● **WHAT NEEDS TO BE DONE**
Retype the records below exactly as they stand, but with no images.

● **DATA SUPPLIED**
>>>>

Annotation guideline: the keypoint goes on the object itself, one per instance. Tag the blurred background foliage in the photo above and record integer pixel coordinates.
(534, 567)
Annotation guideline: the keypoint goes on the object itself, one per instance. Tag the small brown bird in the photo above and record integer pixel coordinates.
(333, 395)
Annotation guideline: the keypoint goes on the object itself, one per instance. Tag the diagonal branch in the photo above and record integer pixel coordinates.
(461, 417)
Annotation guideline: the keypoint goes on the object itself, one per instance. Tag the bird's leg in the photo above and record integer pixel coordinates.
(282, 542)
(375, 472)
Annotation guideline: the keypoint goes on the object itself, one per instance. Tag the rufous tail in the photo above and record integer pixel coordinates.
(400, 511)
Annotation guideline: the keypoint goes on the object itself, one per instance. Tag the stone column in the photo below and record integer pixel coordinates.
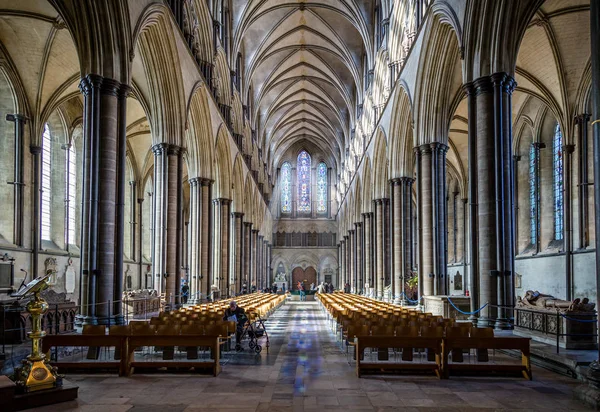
(492, 136)
(396, 188)
(104, 185)
(260, 284)
(17, 182)
(387, 251)
(247, 254)
(368, 252)
(173, 215)
(439, 207)
(342, 264)
(353, 285)
(425, 206)
(379, 249)
(360, 261)
(254, 259)
(584, 219)
(193, 241)
(238, 246)
(205, 237)
(347, 271)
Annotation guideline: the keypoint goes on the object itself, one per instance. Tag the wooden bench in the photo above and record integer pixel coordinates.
(460, 343)
(126, 344)
(363, 342)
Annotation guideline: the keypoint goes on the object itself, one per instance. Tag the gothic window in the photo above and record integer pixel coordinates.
(322, 188)
(533, 194)
(71, 168)
(558, 183)
(303, 169)
(46, 183)
(286, 188)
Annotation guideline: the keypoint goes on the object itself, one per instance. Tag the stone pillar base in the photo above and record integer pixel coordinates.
(589, 393)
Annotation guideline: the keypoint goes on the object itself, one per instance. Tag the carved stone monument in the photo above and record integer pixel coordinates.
(541, 317)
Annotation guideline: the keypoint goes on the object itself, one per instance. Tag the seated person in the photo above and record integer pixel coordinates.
(237, 314)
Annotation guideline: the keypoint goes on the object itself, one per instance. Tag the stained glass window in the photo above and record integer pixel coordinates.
(71, 191)
(322, 188)
(46, 182)
(533, 186)
(303, 168)
(286, 188)
(558, 183)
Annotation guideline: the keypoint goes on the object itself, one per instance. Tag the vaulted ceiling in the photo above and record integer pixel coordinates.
(304, 70)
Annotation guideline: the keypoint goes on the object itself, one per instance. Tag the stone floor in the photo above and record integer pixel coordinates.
(305, 370)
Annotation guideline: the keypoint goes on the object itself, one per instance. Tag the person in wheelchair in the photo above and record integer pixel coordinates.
(237, 314)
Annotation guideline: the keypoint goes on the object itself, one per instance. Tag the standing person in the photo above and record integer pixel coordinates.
(185, 291)
(236, 314)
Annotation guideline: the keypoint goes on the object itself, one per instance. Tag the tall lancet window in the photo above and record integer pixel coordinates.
(322, 188)
(46, 183)
(558, 183)
(286, 188)
(533, 219)
(72, 192)
(303, 168)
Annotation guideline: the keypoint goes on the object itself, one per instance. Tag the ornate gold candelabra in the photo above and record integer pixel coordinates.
(36, 373)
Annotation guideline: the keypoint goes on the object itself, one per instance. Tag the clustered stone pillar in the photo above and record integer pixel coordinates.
(221, 233)
(490, 142)
(431, 175)
(359, 258)
(368, 251)
(103, 190)
(205, 238)
(379, 249)
(238, 248)
(167, 218)
(401, 191)
(254, 259)
(247, 255)
(353, 285)
(194, 240)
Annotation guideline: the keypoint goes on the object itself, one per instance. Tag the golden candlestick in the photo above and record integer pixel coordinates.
(36, 373)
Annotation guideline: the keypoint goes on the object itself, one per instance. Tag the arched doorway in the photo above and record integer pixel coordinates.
(308, 276)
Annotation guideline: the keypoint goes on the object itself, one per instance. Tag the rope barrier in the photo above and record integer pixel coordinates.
(410, 300)
(579, 320)
(466, 313)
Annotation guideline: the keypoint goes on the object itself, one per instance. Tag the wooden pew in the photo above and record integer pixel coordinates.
(522, 344)
(120, 365)
(362, 342)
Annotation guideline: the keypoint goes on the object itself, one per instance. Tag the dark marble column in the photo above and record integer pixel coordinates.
(17, 182)
(254, 259)
(353, 285)
(396, 205)
(247, 258)
(238, 266)
(194, 241)
(360, 284)
(581, 121)
(379, 249)
(206, 258)
(368, 252)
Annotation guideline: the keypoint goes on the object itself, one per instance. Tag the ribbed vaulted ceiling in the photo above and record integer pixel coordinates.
(304, 68)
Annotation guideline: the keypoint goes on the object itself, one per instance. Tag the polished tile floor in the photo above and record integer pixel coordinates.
(306, 371)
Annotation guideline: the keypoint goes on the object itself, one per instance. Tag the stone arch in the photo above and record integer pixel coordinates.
(222, 165)
(198, 135)
(401, 136)
(238, 185)
(438, 80)
(159, 57)
(380, 162)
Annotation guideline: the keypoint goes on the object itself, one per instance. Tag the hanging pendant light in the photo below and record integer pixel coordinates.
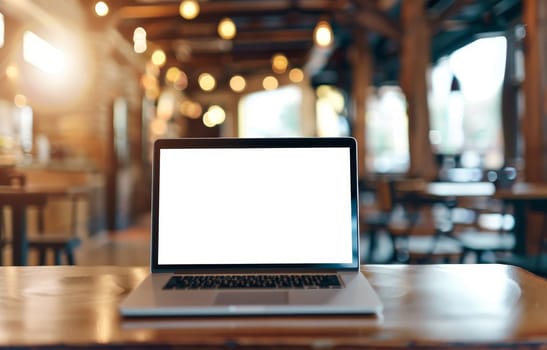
(189, 9)
(227, 29)
(322, 34)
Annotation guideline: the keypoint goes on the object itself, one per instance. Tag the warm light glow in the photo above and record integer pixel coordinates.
(20, 100)
(101, 8)
(158, 58)
(166, 105)
(206, 82)
(237, 83)
(215, 115)
(139, 40)
(296, 75)
(173, 73)
(140, 46)
(189, 9)
(139, 34)
(190, 109)
(12, 72)
(280, 63)
(322, 34)
(2, 31)
(227, 29)
(158, 127)
(42, 54)
(149, 81)
(182, 82)
(270, 83)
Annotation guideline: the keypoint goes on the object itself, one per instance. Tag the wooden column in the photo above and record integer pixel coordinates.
(362, 80)
(509, 107)
(534, 122)
(415, 62)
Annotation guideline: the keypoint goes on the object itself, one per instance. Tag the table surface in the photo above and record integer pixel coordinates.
(19, 198)
(427, 305)
(524, 191)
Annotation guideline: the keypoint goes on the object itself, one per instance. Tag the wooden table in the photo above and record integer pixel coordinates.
(433, 306)
(18, 199)
(524, 197)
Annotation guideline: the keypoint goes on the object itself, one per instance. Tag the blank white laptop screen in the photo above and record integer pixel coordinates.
(230, 206)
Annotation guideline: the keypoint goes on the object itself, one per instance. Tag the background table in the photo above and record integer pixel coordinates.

<<<<

● **TASK SOLUTION**
Annotation guideline: the keypoint goes on the object itself, one per instance. Tag the blurred background foliage in the photo above and record integer pixel coordinates.
(534, 567)
Annotation guideline: the keypoint goes on the object itself, one per instance. Tag the small brown bird in the photo above and record integer pixel coordinates.
(333, 395)
Annotation guideline: the keypoint goes on the object itself, one per instance. Tag the diagonal branch in the photo above and record integer pixel coordinates.
(461, 417)
Annotation guideline: the keypoint goes on the object itself, one per instance. Tag the bird's leg in the photo above and record integer pixel coordinates.
(282, 542)
(375, 472)
Annotation guideline: the keypoint goes on the object itself, one per instance. Tag the rufous tail in the photo above and record integer pixel coordinates.
(400, 511)
Annotation guideline: the keypoint goes on the object itself, one per instance. Tag the stone column in the photo below and record integer pixel coordinates.
(492, 136)
(396, 188)
(104, 185)
(260, 284)
(17, 182)
(387, 251)
(247, 254)
(368, 252)
(173, 215)
(439, 207)
(342, 264)
(353, 285)
(425, 206)
(379, 249)
(360, 261)
(254, 259)
(584, 219)
(193, 241)
(238, 246)
(205, 237)
(347, 271)
Annotation guideline: the keypoint goes on the object itself, one per instance. Tag the wooden bench in the photo above and record integer pixel coordinates.
(460, 343)
(126, 344)
(363, 342)
Annotation guideline: the keypoint goes on the object itself, one per instance. Tag the gothic window in the photo above and record integer pixel coordinates.
(322, 188)
(533, 194)
(71, 168)
(558, 183)
(303, 169)
(46, 183)
(286, 188)
Annotation guideline: the keypoint goes on the object itself, one per instance. Tag the stone pillar base in the photo above and record integer pixel coordinates.
(589, 393)
Annotation guideline: the keypoint goes on the object itself, one per instance. Tag the carved stone monument in the photo above and record integer pixel coordinates.
(541, 317)
Annotation guideline: the keypoint goes on the object itself, one per instance. Tag the seated person in the photo above and record integer pixel coordinates.
(237, 314)
Annotation guideline: the keypoint goes on the object itself, one per instance. Tag the stained glass window in the photo above and record integer pixel coordinates.
(71, 191)
(322, 188)
(46, 182)
(533, 186)
(303, 168)
(286, 188)
(558, 183)
Annotation guideline: the keypoint goes on the object itself, one per instance. Tag the vaulted ceiling in the photo above and record integer pixel coordinates.
(304, 70)
Annotation guideline: the keypoint goes on the object itself, one per instance. Tag the stone floor in the photo above and record integer pixel coordinates.
(305, 370)
Annotation guideline: the keypoint goes on the object itself, one per instance. Tag the person in wheelchair in the photo above and record integer pixel coordinates.
(237, 314)
Annotation guideline: the keypoint goes on the object itself, one per instance. Tag the standing person in the photo above and record integer pixel coordinates.
(185, 291)
(236, 314)
Annotation guideline: the keypoint goes on the object itself, one per instance. Tag the tall lancet window in the photo above and record integer pixel coordinates.
(322, 188)
(46, 183)
(558, 183)
(286, 188)
(533, 219)
(72, 192)
(303, 168)
Annotation guideline: the keypoint goes on the object itself, one per instance. Tag the ornate gold candelabra in the photo above and record integer pixel coordinates.
(36, 373)
Annotation guideline: the keypoint goes on the object itself, one per instance. Tag the clustered stone pillar in the photo above and record integer pixel coordinates.
(221, 233)
(490, 142)
(431, 175)
(359, 258)
(368, 251)
(103, 190)
(205, 238)
(379, 249)
(238, 248)
(167, 218)
(401, 191)
(254, 259)
(247, 255)
(353, 285)
(194, 240)
Annotation guideline: the keypoint goes on the object itself, one per instance. Tag the golden candlestick in the photo above and record integer pixel coordinates.
(36, 373)
Annotation guideline: the keypoint goes on the object itself, one per instance. Tag the arched doorway in the photo above and record integer pixel coordinates.
(308, 276)
Annotation guideline: the keypoint goes on the object itself, one per instance. Tag the rope barrier in the photo above and record integer pixel coordinates.
(410, 300)
(579, 320)
(466, 313)
Annotation guideline: the keypoint goes on the object itself, one per instance. Tag the wooden pew in the photo above and record integer pixel coordinates.
(522, 344)
(120, 365)
(362, 342)
Annotation guideline: the keypoint goes on the object itself, one per instance. Tag the dark marble column in the photo above and record integer pixel coordinates.
(17, 182)
(254, 259)
(353, 285)
(396, 205)
(247, 258)
(238, 266)
(194, 241)
(360, 284)
(581, 121)
(379, 249)
(206, 258)
(368, 252)
Annotation guideline: the keypoint goes on the object itself, one per instance. Tag the ribbed vaulted ceiling in the photo above and record integer pixel coordinates.
(304, 68)
Annotation guideline: the keypoint goes on the object itself, one per instance. Tag the polished tile floor in the photo above and record integer pixel coordinates.
(306, 371)
Annotation guideline: the keypoint goes on the object itself, one per instance. Tag the stone arch in the photo above and record integer pixel coordinates.
(222, 165)
(198, 135)
(401, 136)
(238, 185)
(438, 80)
(159, 57)
(380, 162)
Annotation guideline: the keypoint goes on the object itself, one per instance. Tag the hanging pendant light in the photo below and record integer pixel coordinates.
(189, 9)
(227, 29)
(322, 34)
Annotation guideline: the keypoint goes on the object itself, one per instance. Tag the warm light glow in the photo above and record integer pixel coordinates.
(20, 100)
(101, 8)
(158, 58)
(166, 105)
(206, 82)
(237, 83)
(215, 115)
(139, 40)
(296, 75)
(173, 73)
(140, 46)
(189, 9)
(139, 34)
(190, 109)
(12, 72)
(280, 63)
(322, 34)
(2, 31)
(227, 29)
(158, 127)
(42, 54)
(149, 81)
(182, 82)
(270, 83)
Annotation guideline: the keypoint goes on the object itself, one per instance. Tag the wooden column in the photo above and record integer pixel coordinates.
(362, 80)
(509, 107)
(534, 122)
(415, 62)
Annotation guideline: the keypoint goes on the object itself, one per instance. Tag the table surface in the photo above and record integer pixel coordinates.
(19, 198)
(427, 305)
(524, 191)
Annotation guideline: the keypoint goes on the object itself, one per instance. Tag the wooden table in the photo above and record integer pixel coordinates.
(433, 306)
(18, 199)
(524, 197)
Annotation guideline: the keypoint goes on the object itself, one per instance. Tag the blank white laptop screen in the photo above and record integer pixel coordinates.
(230, 206)
Annotation guideline: the keypoint goes on the object itself, one per instance. Tag the background table in the photo above and record integer pixel coordinates.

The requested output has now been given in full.